[Text extract]
########

Morning Report: Housing starts increase

Table displaying vital statistics including S&P Futures, Oil (WTI), 10-year yield, 30-year fixed rate mortgage, and various SOFR Swaps.

Stocks are higher this morning on no real news. Bonds and MBS are up small.

The bond market closes early ahead of the Memorial Day weekend. It should be a relatively dull day as most of the Street will be on the LIE by noon.

Kevin Warsh is set to take over the reins of the Fed today. Trump nominated him in hopes for lower rates, but the handicapping is that the next move is a hike, not a cut.

Housing starts fell 2.8% MOM to a seasonally adjusted annual rate of 1.47 million units. This was up 4.6% compared to a year ago. Building permits rose 4.8% MOM to 1.44 million. Despite higher rates, housing starts and building permits seem to be holding up.

########

[Stored items from a collection]

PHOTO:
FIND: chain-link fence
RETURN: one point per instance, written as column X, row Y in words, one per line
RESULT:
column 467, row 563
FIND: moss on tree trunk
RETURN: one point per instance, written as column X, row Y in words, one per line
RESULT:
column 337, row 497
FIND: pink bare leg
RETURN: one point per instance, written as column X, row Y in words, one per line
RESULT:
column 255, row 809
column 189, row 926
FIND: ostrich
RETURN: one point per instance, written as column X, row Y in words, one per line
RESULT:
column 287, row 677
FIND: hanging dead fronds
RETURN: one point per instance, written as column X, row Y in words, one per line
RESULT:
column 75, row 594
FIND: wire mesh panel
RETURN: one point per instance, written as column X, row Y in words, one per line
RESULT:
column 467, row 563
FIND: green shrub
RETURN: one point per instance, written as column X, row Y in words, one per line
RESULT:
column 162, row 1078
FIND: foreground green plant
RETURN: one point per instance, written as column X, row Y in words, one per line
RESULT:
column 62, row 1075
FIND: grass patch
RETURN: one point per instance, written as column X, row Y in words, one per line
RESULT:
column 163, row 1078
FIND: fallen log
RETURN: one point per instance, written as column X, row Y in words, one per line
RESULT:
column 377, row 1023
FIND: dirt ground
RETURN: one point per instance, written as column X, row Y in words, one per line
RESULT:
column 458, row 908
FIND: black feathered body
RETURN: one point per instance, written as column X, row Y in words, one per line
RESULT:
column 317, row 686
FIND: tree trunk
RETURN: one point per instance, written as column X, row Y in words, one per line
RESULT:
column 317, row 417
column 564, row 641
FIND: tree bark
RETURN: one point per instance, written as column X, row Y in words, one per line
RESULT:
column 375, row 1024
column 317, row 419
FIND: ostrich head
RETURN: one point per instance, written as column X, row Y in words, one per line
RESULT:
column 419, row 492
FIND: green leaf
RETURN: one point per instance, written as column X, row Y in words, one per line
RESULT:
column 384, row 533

########

[Do this] According to the morning report, by what percentage did building permits rise month over month, and to what level?

[Output of the exercise] Building permits rose 4.8% month over month to 1.44 million.